### TASKS TO COMPLETE
1. In the abstract on wide-bandgap perovskites, what overall efficiency did the all-perovskite tandem solar cells reach?
2. Does the abstract on wide-bandgap perovskites agree with each statement? Answer yes or no and quote the deciding words. (a) 5-AVAI contains both amino and carboxyl groups. (b) SAMs hold up well against polar solvents. (c) The record V_OC of 1.376 V was achieved in the tandem devices.

### SELECTED EXTRACT
In situ molecular compensation in wide-bandgap perovskites for efficient all-perovskite tandem solar cells

Abstract

Substantial V_OC loss and halide segregation in wide-bandgap (WBG) perovskite sub-cells pose significant challenges to the advancement of all-perovskite tandem solar cells (APTSCs). One of the most impactful developments addressing this issue is the application of hole-selective self-assembled monolayers (SAMs), which has led to significant progress in APTSC technology. However, SAMs with poor resistance to polar solvents are inevitably delaminated from substrates during perovskite precursor coating, presenting a major challenge in achieving complete SAM coverage. This leads to derivatization issues, such as defective perovskite formation and considerable interfacial energy loss. Here, we introduced an in situ molecular compensation strategy to address the inherent limitation of SAMs in WBG perovskites by incorporating 5-ammonium valeric acid iodide (5-AVAI). The high-dipole 5-AVAI spontaneously accumulated at the buried interface to compensate for SAM-deficient sites during WBG perovskite deposition, effectively minimizing interfacial energy loss. Simultaneously, the amphoteric 5-AVAI, containing both amino and carboxyl groups, could compensate defects at grain boundaries for solid passivation. Consequently, a champion efficiency of 20.23% with a record V_OC of 1.376 V was achieved in WBG devices, enabling an overall efficiency of 28.9% for the APTSCs. Encouragingly, the tandem devices showed good operational stability, retaining 87.3% of their initial efficiency after 800 h of continuous tracking.

### RECORD EXCERPTS
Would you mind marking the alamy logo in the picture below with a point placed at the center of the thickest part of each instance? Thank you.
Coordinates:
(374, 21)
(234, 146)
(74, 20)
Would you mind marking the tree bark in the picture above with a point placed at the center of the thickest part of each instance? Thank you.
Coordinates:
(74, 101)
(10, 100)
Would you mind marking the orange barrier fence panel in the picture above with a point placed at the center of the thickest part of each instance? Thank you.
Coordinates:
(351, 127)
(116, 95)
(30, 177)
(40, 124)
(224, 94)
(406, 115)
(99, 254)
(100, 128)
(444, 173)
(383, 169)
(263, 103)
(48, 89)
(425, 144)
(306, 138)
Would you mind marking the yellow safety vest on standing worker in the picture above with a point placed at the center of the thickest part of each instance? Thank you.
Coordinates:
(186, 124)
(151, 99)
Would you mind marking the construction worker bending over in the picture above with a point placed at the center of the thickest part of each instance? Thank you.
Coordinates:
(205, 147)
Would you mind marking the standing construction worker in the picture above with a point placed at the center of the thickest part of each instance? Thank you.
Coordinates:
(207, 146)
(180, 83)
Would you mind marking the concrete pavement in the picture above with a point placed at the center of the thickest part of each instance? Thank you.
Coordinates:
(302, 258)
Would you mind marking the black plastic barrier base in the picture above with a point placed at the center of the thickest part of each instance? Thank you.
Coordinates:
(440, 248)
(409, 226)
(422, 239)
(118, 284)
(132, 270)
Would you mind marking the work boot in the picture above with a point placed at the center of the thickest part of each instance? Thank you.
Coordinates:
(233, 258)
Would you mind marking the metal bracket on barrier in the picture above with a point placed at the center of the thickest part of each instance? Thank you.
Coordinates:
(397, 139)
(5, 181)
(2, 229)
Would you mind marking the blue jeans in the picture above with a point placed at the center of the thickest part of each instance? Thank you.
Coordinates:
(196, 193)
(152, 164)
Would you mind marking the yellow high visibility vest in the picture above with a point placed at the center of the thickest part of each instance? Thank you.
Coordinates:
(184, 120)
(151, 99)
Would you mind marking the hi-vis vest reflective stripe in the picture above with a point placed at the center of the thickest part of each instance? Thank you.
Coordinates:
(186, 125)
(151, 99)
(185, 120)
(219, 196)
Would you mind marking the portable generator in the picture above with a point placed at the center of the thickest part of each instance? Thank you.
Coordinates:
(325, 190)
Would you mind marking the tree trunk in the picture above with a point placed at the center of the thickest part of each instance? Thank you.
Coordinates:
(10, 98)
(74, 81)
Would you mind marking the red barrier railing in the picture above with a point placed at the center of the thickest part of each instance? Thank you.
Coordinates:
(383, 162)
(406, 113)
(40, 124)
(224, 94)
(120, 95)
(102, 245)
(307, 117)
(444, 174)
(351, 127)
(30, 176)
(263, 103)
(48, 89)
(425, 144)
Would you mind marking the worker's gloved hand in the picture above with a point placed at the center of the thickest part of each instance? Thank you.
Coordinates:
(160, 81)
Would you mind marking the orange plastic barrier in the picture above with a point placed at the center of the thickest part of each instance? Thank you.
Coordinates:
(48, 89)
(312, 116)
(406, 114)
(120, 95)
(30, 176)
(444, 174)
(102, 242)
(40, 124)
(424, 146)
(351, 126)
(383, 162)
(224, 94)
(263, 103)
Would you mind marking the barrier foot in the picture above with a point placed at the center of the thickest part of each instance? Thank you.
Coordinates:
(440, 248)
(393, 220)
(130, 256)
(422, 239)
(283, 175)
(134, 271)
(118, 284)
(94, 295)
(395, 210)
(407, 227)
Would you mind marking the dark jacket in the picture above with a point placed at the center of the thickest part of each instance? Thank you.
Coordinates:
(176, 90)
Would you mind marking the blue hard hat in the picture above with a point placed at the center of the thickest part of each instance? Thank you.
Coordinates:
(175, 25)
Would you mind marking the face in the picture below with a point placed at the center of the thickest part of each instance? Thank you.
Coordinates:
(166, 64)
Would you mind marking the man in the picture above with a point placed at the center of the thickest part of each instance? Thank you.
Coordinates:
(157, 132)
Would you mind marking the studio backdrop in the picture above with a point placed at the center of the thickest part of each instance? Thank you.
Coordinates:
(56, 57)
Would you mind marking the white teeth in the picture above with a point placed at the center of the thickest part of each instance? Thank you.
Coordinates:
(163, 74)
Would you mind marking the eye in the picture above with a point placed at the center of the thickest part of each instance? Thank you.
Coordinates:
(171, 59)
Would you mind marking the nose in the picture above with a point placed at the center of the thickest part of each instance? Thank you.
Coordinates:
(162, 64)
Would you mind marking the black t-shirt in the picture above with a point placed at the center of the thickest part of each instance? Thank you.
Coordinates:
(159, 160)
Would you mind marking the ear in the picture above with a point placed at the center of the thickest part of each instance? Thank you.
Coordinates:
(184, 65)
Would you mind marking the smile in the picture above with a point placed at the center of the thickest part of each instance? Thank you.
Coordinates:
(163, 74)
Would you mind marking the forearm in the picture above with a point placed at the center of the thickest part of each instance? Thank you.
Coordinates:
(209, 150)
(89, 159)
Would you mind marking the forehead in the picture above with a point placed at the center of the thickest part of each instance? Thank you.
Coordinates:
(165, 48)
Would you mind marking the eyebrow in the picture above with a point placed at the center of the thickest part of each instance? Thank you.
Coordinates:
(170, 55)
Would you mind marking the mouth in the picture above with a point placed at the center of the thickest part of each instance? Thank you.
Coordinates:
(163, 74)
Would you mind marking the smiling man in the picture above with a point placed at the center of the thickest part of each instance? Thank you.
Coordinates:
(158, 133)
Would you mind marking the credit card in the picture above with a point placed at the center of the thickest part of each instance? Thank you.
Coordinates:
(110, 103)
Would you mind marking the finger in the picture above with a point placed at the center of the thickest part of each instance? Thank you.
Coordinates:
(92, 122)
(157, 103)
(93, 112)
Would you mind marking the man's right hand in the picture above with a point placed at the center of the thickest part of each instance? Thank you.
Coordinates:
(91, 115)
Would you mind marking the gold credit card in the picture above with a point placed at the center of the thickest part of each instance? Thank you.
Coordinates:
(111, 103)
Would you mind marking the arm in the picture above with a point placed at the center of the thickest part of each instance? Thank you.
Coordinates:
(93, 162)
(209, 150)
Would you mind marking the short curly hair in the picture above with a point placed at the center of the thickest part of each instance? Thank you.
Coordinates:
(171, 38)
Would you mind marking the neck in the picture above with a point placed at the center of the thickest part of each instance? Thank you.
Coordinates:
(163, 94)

### ANSWER SECTION
1. 28.9%

2.
(a) Yes: "the amphoteric 5-AVAI, containing both amino and carboxyl groups"
(b) No: "SAMs with poor resistance to polar solvents are inevitably delaminated from substrates"
(c) No: "a champion efficiency of 20.23% with a record V_OC of 1.376 V was achieved in WBG devices"